▶ ACTION ITEM: Print all of the records below again without a single difference.

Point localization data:

★ ★ ★ ★ ★ ★ ★

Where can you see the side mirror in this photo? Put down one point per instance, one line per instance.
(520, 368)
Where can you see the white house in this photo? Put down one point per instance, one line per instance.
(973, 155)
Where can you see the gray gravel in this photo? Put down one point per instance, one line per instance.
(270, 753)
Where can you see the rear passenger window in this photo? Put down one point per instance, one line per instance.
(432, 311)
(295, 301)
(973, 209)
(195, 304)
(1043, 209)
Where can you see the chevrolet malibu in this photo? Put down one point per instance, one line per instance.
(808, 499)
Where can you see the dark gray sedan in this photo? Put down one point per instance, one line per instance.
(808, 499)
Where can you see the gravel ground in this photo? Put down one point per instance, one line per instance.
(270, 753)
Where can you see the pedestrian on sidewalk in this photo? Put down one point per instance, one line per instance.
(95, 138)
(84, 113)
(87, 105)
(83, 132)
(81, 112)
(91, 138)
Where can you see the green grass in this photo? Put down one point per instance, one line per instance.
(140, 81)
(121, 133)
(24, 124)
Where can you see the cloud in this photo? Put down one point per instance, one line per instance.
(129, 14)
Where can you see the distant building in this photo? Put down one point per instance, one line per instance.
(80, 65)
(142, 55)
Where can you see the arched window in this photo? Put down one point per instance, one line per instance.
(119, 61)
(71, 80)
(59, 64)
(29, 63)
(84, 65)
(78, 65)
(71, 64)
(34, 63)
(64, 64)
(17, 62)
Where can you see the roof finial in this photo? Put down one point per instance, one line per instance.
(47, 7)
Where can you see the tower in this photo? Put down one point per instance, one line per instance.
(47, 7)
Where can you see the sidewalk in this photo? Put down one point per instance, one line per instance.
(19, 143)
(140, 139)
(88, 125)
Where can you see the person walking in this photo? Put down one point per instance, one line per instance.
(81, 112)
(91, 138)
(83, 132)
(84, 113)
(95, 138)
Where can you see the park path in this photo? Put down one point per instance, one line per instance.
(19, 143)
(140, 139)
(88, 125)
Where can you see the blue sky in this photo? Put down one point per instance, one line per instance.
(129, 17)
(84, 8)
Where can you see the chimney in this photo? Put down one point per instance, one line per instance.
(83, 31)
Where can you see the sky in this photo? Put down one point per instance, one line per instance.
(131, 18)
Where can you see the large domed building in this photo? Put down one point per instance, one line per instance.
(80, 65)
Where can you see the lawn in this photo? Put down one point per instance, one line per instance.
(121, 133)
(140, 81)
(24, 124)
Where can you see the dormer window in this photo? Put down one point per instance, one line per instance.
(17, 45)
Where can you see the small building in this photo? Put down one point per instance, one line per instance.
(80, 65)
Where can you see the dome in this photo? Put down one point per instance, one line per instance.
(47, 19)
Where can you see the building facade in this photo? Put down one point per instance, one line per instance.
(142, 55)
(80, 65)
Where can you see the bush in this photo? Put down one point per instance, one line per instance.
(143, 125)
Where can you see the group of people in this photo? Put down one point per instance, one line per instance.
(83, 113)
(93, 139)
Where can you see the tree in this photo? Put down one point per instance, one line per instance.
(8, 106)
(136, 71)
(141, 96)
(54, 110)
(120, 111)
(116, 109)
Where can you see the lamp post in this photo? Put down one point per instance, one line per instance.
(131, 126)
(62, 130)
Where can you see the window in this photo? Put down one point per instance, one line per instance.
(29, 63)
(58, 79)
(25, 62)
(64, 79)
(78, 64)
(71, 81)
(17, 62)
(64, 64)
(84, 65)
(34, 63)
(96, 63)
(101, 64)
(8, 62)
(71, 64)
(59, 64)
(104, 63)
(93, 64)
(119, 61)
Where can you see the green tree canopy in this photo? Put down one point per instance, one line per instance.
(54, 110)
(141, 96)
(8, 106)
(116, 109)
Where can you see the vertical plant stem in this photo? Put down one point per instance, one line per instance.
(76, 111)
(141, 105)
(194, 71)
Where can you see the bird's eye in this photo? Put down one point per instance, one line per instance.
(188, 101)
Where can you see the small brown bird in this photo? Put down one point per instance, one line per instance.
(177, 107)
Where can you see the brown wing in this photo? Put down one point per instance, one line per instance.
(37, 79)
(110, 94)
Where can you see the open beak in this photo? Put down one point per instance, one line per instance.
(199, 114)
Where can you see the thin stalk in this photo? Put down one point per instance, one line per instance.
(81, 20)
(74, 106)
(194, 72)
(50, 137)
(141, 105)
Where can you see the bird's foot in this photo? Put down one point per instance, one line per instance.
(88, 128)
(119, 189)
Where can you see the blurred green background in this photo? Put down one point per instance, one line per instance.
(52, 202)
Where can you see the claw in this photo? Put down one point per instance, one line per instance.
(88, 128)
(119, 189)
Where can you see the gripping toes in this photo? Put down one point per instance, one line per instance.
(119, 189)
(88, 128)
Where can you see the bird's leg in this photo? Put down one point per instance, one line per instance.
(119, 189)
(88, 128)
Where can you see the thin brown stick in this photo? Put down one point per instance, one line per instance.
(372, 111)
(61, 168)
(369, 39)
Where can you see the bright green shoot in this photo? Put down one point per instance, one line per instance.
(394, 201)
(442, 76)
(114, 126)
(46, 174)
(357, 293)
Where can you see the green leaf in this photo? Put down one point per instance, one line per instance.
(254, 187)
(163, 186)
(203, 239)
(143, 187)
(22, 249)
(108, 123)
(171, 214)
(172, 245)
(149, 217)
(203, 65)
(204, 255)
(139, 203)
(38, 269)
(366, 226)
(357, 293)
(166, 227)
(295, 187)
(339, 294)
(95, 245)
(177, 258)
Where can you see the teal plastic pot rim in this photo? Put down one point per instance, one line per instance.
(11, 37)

★ ★ ★ ★ ★ ★ ★

▶ FINISHED EXERCISE:
Where can you see the side mirror in this photo? Put down one point per instance, one line per instance.
(520, 368)
Where can you see the white house in this photo? Put down one point per instance, one line per instance.
(973, 155)
Where can you see the gray gravel in this photo? Put down one point per instance, one line per instance.
(270, 753)
Where can you see the rear passenger window in this photo? Put down one point per instance, one line per instance.
(432, 311)
(295, 301)
(973, 209)
(195, 304)
(1043, 209)
Where can you see the chevrolet malibu in this photo? Put down one point per instance, one line per instance.
(808, 499)
Where can you see the dark gray sedan in this photo? Put down one point per instance, one line per instance.
(808, 499)
Where can you see the gravel ground in this photo? Put down one point per instance, one line per instance.
(270, 753)
Where can you see the pedestrian on sidewalk in this photo? Put down one point per instance, one line per instance.
(95, 138)
(84, 113)
(87, 105)
(83, 132)
(81, 112)
(91, 138)
Where can you see the green grass in this photo? Put down one point per instance, one line per instance.
(140, 81)
(121, 133)
(24, 124)
Where can you see the cloud in this photo? Put down one point per instance, one line per instance.
(129, 14)
Where can you see the distant building in this photo? Put down one point per instance, one line per instance.
(80, 65)
(142, 55)
Where can you see the arched window in this photo? Put down one point per instance, one line per instance.
(119, 61)
(71, 80)
(59, 64)
(29, 63)
(84, 65)
(78, 65)
(71, 64)
(34, 63)
(64, 64)
(17, 62)
Where can you see the roof finial in this photo? Put down one point per instance, one line per instance.
(47, 7)
Where can you see the tower in this photo? Put down one point per instance, one line per instance.
(47, 7)
Where can you see the sidewalk in this photo? Put down one point per instance, one line per instance.
(19, 143)
(140, 139)
(88, 125)
Where can you see the person walking in this photo? Put down one point per instance, one line per instance.
(81, 112)
(91, 138)
(83, 132)
(84, 113)
(95, 138)
Where can you see the park path in this photo? Put down one point per instance, one line per instance.
(19, 143)
(140, 139)
(88, 125)
Where can you see the blue sky in this photo? Put down one point per instance, one line per instance.
(129, 17)
(84, 8)
Where can you see the chimney in this photo? Put down one point per instance, one line per instance.
(83, 31)
Where can you see the sky in this photo? Put down one point per instance, one line per instance.
(131, 18)
Where can you see the large domed building in this photo? Put down one point per instance, one line per instance.
(80, 65)
Where can you see the lawn in this photo? Put down one point per instance, one line per instance.
(121, 133)
(140, 81)
(24, 124)
Where can you see the dormer window in this photo? Put down one point per instance, one line per instance.
(17, 45)
Where can you see the small building in this photo? Put down one point per instance, one line per instance.
(80, 65)
Where can you see the dome in this photo? Put down one point per instance, one line per instance.
(47, 19)
Where can you see the building facade in this photo? Put down one point per instance, one line per instance.
(142, 55)
(80, 65)
Where can you see the bush in this photo? Put down one point per instance, one line per instance.
(143, 125)
Where can you see the group of people in this photo? Put down one point per instance, one line per instance.
(83, 113)
(93, 139)
Where can you see the tree in this photo? Put down one point per instance, one line per instance.
(8, 106)
(136, 71)
(141, 96)
(54, 110)
(120, 111)
(116, 109)
Where can you see the lamp post in this photo? Put down one point per instance, one line per instance.
(131, 126)
(62, 130)
Where can you see the window in this photo? Put down one point per instance, one line per instance.
(29, 63)
(58, 79)
(25, 62)
(64, 79)
(78, 64)
(71, 81)
(17, 62)
(64, 64)
(84, 65)
(34, 63)
(96, 63)
(101, 64)
(8, 62)
(71, 64)
(59, 64)
(104, 63)
(93, 64)
(119, 61)
Where can you see the green tree canopy in this photo? Put down one point per instance, one line per instance.
(54, 110)
(141, 96)
(8, 106)
(116, 109)
Where can you see the vertical plant stem in this photo? Put down one point per instance, one line per instance.
(76, 111)
(141, 105)
(194, 71)
Where can you see the bird's eye in this photo? Put down one point per instance, one line per instance.
(188, 101)
Where can you see the small brown bird in this photo? Put down one point per instance, one line per instance.
(177, 107)
Where can you see the brown wing in this photo? Put down one point per instance, one line per instance.
(37, 79)
(110, 94)
Where can you see the open beak in this photo? Put down one point per instance, one line per instance.
(199, 114)
Where can you see the thin stalk in this photo? Put down one point per instance, one line per instance.
(81, 20)
(74, 106)
(194, 72)
(50, 137)
(141, 105)
Where can you see the bird's foot in this photo? Put down one point per instance, one line per instance.
(88, 128)
(119, 189)
Where can you see the blurred green background in this photo? Put down one point per instance, one line per instance.
(52, 202)
Where can you see the claw in this photo? Put down one point per instance, one line per instance.
(88, 128)
(119, 189)
Where can you see the gripping toes in this photo? Put down one point per instance, one line per instance.
(119, 189)
(88, 128)
Where can you see the bird's leg in this photo? Put down one point per instance, one line per instance.
(119, 189)
(88, 128)
Where can you see the thin brown stick in this photo? Put down one point per instance, one line per instance.
(372, 111)
(61, 168)
(369, 39)
Where can you see the bright green shoot in this photo? Put down one point per instance, one line per instance.
(394, 201)
(442, 76)
(114, 126)
(46, 174)
(357, 293)
Where can you see the green leaf in this photo? Put down one point per instance, one line per instance.
(254, 187)
(163, 186)
(203, 239)
(143, 187)
(22, 249)
(108, 123)
(171, 214)
(172, 245)
(149, 217)
(203, 65)
(204, 255)
(139, 203)
(38, 269)
(366, 226)
(357, 293)
(166, 227)
(295, 187)
(339, 294)
(95, 245)
(177, 258)
Where can you see the teal plastic pot rim in this photo? Put down one point per instance, one line per instance.
(11, 37)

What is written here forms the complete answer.